-- Exercise brief --
Below are some records: retype them all exactly, but not the pictures.

(Items from a data source)
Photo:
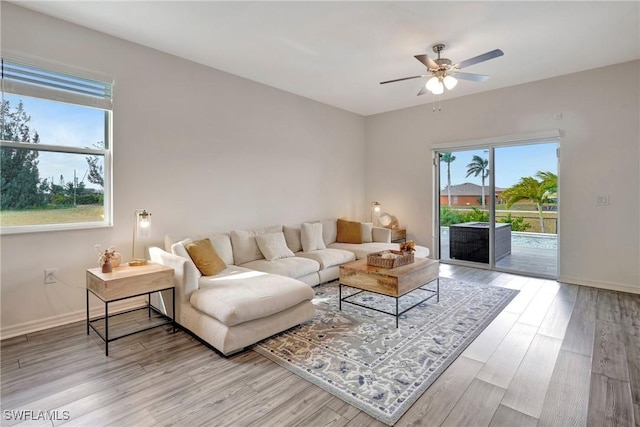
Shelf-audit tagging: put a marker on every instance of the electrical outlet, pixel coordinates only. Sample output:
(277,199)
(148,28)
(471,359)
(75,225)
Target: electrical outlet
(50,275)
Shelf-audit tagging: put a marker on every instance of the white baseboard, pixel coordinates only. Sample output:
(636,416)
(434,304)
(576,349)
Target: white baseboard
(65,319)
(620,287)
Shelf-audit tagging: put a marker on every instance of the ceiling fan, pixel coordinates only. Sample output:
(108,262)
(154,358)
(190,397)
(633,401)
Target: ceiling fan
(442,72)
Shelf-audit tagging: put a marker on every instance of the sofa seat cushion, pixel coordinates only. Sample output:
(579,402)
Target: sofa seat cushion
(291,267)
(328,257)
(362,250)
(242,295)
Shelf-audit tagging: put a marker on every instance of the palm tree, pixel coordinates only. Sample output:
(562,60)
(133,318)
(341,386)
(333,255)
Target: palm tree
(448,158)
(479,166)
(529,188)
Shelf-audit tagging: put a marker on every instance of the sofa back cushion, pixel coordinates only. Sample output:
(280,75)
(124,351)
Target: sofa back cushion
(311,236)
(273,246)
(244,245)
(329,231)
(367,232)
(292,236)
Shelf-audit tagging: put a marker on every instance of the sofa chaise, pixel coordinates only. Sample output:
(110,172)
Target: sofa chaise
(264,285)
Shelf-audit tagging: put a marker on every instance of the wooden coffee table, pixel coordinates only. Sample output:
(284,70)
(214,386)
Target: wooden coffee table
(392,282)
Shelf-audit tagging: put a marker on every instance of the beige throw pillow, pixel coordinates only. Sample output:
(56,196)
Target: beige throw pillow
(349,232)
(311,236)
(273,246)
(205,257)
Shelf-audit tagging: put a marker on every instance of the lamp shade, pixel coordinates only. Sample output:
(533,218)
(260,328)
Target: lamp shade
(375,208)
(143,227)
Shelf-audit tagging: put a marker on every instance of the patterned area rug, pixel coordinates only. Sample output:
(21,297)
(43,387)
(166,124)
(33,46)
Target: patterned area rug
(359,356)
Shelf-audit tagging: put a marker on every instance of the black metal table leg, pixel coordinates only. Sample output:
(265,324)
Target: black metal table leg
(173,299)
(106,329)
(87,311)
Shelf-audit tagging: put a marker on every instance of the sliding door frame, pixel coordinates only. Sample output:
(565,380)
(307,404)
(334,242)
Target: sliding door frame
(553,135)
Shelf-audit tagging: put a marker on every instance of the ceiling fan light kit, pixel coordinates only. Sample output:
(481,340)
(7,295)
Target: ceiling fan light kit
(442,71)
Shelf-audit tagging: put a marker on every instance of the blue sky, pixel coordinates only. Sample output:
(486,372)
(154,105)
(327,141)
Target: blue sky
(59,123)
(512,163)
(71,125)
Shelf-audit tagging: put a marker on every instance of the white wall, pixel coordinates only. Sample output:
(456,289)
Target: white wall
(600,154)
(200,149)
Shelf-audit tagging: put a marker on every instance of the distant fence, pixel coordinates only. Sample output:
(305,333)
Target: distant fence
(531,217)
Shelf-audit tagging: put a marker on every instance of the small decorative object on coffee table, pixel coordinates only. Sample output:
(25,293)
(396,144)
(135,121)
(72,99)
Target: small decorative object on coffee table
(389,259)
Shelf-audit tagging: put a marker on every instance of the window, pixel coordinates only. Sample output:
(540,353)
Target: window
(55,148)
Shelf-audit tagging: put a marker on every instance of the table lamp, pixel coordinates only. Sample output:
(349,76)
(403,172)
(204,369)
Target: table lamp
(141,229)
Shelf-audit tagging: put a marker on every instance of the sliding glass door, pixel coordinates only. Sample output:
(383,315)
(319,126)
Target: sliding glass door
(498,207)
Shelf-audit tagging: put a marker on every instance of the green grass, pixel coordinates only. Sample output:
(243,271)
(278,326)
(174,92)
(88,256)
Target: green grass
(83,213)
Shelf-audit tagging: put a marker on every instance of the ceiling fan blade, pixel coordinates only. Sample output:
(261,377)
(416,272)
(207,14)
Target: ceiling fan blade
(470,76)
(404,78)
(477,59)
(428,62)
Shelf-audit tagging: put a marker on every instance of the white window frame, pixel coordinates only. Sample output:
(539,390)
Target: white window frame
(41,92)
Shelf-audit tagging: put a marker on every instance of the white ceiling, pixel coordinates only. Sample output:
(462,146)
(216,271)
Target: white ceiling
(338,52)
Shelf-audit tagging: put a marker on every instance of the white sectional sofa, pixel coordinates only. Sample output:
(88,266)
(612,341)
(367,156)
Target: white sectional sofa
(256,296)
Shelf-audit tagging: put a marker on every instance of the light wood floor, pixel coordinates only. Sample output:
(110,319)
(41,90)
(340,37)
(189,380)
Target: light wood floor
(558,355)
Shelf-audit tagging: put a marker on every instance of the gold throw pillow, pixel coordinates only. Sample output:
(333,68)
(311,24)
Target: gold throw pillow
(349,232)
(205,257)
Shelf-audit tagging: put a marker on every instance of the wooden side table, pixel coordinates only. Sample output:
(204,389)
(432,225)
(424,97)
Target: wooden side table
(398,235)
(128,282)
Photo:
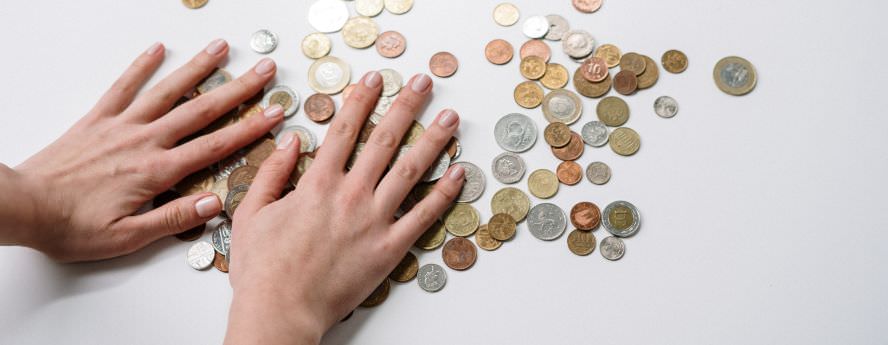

-- Solved problem --
Photo:
Shelf-audit tagging: put a marker on every instance of the electrical outlet, pixel coordinates only. Sample output:
(277,199)
(148,28)
(471,359)
(75,225)
Target: electrical outlet
(50,275)
Shelf-audit tagging: put a marker on every instance of the white baseboard, pixel coordinates only. Sample output:
(636,416)
(434,304)
(576,349)
Target: white baseboard
(65,319)
(620,287)
Shelf-audit tagging: put a marker on every instance of the ceiling fan, pixel coordinates only. Sample output:
(108,262)
(154,358)
(190,397)
(633,401)
Target: ceiling fan
(442,72)
Shelf-audit tagging: put a marker on every instance of the sofa seat cushion, pixel coordinates only. Sample output:
(579,402)
Target: sofa seat cushion
(291,267)
(328,257)
(362,250)
(242,295)
Shelf-audit tagging: put a marker on every instance of the palm tree, pixel coordinates only. Sample output:
(562,60)
(133,318)
(341,386)
(333,255)
Target: palm tree
(448,158)
(479,166)
(529,188)
Shelf-audit tagging: put a marker on every instance of the sofa back cushion, pixel coordinates only. Sample output:
(280,75)
(124,351)
Target: sofa back cushion
(311,236)
(273,246)
(244,245)
(329,231)
(367,232)
(292,236)
Shelf-audit tagging: put a marker on every instance of the sofa chaise, pixel coordinates only. Sample output:
(110,172)
Target: sofa chaise
(264,285)
Shelf-audit tagging: put a marker on every instance of the wooden coffee table, pixel coordinates only. Sample output:
(284,70)
(214,386)
Target: wooden coffee table
(392,282)
Shelf-audit tagging: put a marker on every instance of the beige throw pillow, pixel coordinates only. Sample output:
(56,196)
Target: beige throw pillow
(349,232)
(311,236)
(273,246)
(205,257)
Shelf-audit tagging: put a marker on every instance of the lamp shade, pixel coordinates only. Sample output:
(533,218)
(260,328)
Target: lamp shade
(375,208)
(143,227)
Shelf-audit tagging: put a marker on every instance of the patterned area rug, pixel coordinates only. Sample output:
(21,297)
(43,387)
(166,124)
(33,46)
Target: patterned area rug
(359,356)
Shelf-audit tagging: put a marker on every instance of the black metal table leg, pixel coordinates only. Sample output:
(265,324)
Target: black metal table leg
(173,299)
(106,329)
(87,311)
Shelf-audit tagging: put a marker on every instance of the sliding door frame, pixel coordinates only. Sample output:
(565,380)
(307,404)
(334,242)
Target: sliding door frame
(553,135)
Shelf-audit tagging: put a marker on every instance of the ceiling fan light kit, pixel coordinates only. Sample output:
(481,340)
(7,295)
Target: ceiling fan light kit
(442,71)
Shelf-audit tagging: put a marker on every instance of the blue sky, pixel coordinates only. Sample output:
(486,372)
(154,105)
(327,141)
Target: blue sky
(59,123)
(512,163)
(71,125)
Shelf-audit tagging: put a marker on every instance of the white wall, pixel coordinates only. Sample output:
(456,289)
Target: white wall
(600,154)
(200,149)
Shelf-audit tagging: put a marker on every instance of the distant fence, pixel coordinates only. Sample output:
(305,333)
Target: distant fence
(531,217)
Shelf-audit tagging: put a marker on every instance of the small decorative object on coffee table, pixel coordinates only. Sample output:
(25,293)
(396,144)
(135,121)
(72,99)
Target: small decorative object on coffee table
(389,259)
Shelf-audit tagging: put a marker on every instance of the window, pixel coordinates only. Sample output:
(540,353)
Target: window
(55,148)
Shelf-audit tagging: put a marker on every instance of the table lamp, pixel coordinates only. Sample output:
(349,76)
(403,172)
(204,369)
Target: table lamp
(141,229)
Shelf-audit tagging: put a marker on every instance of the sliding glass door, pixel coordinates only. Sample output:
(383,315)
(319,126)
Target: sliding glass door
(498,207)
Shelf-audit tagging: put a marker on every instance of the green grass, pixel coordinates only. Sample output:
(243,271)
(278,326)
(174,92)
(88,256)
Target: green grass
(83,213)
Shelf-audit tagging: put a marker on every instance of the ceiling fan blade, pixel coordinates only. Sample output:
(261,377)
(416,272)
(207,14)
Target: ceiling fan blade
(470,76)
(404,78)
(477,59)
(428,62)
Shelf-audit tagging: put a marker on every instance of the white window frame, pixel coordinates only. Sample output:
(539,390)
Target: white window frame
(41,92)
Shelf-audit tagging: put a marker on every instance of the white ceiling, pixel coordinates only. Sample output:
(462,146)
(216,271)
Target: white ceiling
(338,52)
Shelf-audit tagging: put a marker on every instance of the white sectional sofa, pixel coordinates only. Sample output:
(88,266)
(612,341)
(367,156)
Target: white sectional sofa
(256,296)
Shelf-audit tagging: put a marker on every instance of the light wood floor, pixel coordinates only. Sample output:
(110,319)
(41,90)
(340,37)
(189,380)
Target: light wood floor
(558,355)
Shelf-audit tagging: put a marker on every instance of the gold throw pillow, pixel coordinates only. Sample output:
(333,68)
(311,24)
Target: gold throw pillow
(349,232)
(205,257)
Shelf-audit tagging: put a marker on every instance of the wooden side table, pixel coordinates only. Sample output:
(204,389)
(432,225)
(424,97)
Target: wooden side table
(398,235)
(128,282)
Photo:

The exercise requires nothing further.